[Supplied information]
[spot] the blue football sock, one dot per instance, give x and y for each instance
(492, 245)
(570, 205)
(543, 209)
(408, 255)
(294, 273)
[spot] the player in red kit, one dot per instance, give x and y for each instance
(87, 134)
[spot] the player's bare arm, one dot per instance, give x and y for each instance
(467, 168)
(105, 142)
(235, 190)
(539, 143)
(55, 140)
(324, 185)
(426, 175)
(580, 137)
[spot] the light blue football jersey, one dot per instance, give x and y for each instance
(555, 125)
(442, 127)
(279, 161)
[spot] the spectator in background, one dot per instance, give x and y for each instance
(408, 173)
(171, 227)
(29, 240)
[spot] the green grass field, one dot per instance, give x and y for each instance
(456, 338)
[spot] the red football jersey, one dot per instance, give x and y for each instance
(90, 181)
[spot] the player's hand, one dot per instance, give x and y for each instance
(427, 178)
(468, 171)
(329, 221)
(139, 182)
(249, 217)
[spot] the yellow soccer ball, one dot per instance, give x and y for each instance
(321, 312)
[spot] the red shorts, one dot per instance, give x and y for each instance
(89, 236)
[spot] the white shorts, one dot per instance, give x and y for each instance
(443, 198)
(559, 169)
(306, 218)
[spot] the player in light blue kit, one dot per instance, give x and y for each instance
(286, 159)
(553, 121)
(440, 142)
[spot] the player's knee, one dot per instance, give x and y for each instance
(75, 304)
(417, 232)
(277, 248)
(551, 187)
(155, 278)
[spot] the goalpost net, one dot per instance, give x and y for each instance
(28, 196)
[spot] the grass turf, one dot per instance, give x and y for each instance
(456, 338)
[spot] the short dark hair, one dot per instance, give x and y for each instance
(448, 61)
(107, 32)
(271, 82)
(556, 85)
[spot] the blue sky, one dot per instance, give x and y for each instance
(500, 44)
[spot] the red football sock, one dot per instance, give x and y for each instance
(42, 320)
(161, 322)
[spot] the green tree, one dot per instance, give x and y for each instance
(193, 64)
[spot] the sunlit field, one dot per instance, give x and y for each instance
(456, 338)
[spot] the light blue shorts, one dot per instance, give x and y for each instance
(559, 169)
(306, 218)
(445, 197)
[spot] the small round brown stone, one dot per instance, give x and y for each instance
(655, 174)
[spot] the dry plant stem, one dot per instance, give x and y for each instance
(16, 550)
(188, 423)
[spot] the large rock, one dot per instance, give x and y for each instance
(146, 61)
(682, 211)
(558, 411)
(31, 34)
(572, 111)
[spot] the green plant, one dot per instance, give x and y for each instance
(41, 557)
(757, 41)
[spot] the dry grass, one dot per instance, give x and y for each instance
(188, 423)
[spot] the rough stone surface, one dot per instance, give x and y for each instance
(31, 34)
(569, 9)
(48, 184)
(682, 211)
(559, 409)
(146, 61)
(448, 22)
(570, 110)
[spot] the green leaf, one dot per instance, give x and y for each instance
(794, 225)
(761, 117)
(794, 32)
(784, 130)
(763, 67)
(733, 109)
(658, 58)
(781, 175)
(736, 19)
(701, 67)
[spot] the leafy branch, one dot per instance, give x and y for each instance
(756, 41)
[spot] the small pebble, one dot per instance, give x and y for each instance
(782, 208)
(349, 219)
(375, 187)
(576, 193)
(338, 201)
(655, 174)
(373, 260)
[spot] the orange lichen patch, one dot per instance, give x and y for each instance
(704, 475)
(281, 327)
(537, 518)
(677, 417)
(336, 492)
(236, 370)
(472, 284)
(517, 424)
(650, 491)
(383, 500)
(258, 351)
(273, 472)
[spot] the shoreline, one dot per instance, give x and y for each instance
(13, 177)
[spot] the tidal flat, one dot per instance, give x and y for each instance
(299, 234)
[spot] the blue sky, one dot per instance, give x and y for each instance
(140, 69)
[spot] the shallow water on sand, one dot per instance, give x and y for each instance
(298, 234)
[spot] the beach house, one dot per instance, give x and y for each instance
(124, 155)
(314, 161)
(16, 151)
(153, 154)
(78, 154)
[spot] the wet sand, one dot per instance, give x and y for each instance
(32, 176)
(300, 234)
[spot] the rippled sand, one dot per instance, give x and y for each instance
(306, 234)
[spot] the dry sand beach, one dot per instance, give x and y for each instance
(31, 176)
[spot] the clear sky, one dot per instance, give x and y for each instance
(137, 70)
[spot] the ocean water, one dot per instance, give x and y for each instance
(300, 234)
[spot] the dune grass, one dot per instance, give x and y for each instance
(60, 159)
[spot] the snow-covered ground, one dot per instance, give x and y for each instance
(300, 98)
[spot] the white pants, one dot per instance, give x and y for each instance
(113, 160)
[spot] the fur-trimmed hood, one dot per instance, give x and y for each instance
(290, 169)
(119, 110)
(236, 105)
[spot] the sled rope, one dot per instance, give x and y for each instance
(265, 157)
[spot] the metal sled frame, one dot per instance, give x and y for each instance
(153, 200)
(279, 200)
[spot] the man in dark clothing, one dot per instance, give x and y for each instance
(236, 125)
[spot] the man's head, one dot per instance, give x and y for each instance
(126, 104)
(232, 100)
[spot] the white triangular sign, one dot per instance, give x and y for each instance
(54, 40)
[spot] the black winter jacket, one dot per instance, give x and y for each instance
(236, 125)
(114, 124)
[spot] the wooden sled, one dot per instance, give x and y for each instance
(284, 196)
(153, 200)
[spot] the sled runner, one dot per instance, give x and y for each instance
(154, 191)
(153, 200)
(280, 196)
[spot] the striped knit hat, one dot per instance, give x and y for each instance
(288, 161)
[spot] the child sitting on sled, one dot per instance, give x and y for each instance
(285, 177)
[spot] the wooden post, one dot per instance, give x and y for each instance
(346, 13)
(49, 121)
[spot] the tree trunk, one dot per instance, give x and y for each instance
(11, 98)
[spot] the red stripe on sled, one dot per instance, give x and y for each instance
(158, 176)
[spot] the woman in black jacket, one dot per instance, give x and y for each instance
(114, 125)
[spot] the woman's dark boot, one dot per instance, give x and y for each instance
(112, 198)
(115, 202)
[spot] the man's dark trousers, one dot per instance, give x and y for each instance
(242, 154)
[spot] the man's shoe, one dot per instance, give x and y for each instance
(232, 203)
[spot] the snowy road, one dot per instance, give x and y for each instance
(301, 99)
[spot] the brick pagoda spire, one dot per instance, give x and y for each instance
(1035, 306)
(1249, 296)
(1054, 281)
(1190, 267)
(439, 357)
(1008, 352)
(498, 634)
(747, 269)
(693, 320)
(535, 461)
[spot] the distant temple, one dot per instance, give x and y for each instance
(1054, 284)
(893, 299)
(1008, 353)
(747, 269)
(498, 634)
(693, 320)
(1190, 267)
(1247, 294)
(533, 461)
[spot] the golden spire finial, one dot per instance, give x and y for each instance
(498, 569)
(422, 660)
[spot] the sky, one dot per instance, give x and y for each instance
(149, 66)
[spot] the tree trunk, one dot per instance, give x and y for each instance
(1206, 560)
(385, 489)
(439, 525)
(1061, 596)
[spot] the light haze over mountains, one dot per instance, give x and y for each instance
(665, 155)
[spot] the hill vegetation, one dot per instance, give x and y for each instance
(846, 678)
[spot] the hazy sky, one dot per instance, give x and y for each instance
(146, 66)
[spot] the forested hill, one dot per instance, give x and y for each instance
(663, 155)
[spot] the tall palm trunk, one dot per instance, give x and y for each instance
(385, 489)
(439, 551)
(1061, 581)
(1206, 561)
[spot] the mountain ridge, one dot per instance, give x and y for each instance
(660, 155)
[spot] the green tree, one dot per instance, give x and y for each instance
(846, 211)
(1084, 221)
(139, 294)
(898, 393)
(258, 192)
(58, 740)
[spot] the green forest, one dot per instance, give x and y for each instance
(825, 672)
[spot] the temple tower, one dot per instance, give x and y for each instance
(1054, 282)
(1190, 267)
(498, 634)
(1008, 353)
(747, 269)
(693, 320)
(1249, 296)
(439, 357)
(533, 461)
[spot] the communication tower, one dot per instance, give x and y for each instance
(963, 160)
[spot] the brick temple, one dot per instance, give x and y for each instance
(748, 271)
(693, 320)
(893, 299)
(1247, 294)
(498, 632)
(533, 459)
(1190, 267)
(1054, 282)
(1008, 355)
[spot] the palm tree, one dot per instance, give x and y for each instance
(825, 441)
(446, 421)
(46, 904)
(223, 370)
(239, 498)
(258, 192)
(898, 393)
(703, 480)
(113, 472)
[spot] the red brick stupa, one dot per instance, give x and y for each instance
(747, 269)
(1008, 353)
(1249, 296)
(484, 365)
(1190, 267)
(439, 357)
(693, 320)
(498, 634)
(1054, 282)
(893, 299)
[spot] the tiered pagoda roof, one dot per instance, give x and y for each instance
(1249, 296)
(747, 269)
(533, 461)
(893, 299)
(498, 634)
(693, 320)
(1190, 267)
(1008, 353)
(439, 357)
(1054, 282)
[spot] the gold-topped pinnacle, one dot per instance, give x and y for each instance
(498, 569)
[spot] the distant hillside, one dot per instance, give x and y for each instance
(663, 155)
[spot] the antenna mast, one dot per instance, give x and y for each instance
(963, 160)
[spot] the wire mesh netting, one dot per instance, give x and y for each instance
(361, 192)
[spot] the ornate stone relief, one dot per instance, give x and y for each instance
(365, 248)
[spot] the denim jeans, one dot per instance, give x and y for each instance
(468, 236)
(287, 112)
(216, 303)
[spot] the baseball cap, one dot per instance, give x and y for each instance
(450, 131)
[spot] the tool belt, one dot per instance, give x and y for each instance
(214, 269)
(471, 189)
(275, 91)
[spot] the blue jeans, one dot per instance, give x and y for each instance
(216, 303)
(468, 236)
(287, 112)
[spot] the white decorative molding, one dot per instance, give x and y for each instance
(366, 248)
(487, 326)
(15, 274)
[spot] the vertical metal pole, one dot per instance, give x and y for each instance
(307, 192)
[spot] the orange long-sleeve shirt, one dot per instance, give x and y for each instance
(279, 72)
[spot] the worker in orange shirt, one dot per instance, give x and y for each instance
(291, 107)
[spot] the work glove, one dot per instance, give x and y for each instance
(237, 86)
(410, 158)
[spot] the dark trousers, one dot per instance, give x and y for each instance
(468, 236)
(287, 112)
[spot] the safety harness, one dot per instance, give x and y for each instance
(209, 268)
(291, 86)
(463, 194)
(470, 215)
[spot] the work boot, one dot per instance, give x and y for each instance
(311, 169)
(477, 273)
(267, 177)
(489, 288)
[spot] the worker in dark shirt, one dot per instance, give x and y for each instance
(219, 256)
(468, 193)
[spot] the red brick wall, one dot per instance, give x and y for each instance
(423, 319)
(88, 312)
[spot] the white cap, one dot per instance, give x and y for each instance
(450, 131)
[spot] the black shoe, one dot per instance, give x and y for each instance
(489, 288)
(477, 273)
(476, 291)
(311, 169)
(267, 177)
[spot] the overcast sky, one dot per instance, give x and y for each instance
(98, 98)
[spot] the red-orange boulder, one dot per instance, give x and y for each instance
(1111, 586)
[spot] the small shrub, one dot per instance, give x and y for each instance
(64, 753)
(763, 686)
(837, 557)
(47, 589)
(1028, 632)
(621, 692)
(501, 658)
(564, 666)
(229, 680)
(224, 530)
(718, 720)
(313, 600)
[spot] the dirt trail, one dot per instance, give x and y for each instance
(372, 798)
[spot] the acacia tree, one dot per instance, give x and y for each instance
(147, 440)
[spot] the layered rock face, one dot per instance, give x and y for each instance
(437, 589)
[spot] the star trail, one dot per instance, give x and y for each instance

[The exercise]
Transcribe exactly the line containing "[spot] the red brick wall, one" and all remaining lines of the material, ending with the last one.

[Response]
[spot] the red brick wall, one dot per instance, give x and y for each instance
(423, 319)
(88, 312)
[spot] the white cap, one dot per instance, give x and y for each instance
(450, 131)
[spot] the black shoe, one dot per instance, give x and y for each instance
(489, 288)
(477, 273)
(476, 291)
(311, 169)
(267, 177)
[spot] the overcast sky, one dot per instance, give x and y for each instance
(98, 98)
[spot] the red-orange boulder, one dot per instance, give x and y for each instance
(1111, 586)
[spot] the small shrub, one dot per instance, give x and y for each instance
(64, 753)
(763, 686)
(837, 557)
(47, 589)
(1028, 632)
(621, 692)
(501, 658)
(564, 666)
(229, 680)
(224, 530)
(718, 720)
(313, 600)
[spot] the dirt trail, one dot per instance, give x and y for each instance
(372, 798)
[spot] the acacia tree, one dot per instance, give x and y for each instance
(147, 440)
[spot] the layered rock face, one dot per instance, give x and y for each instance
(437, 589)
[spot] the star trail, one dot per instance, give x and y for each instance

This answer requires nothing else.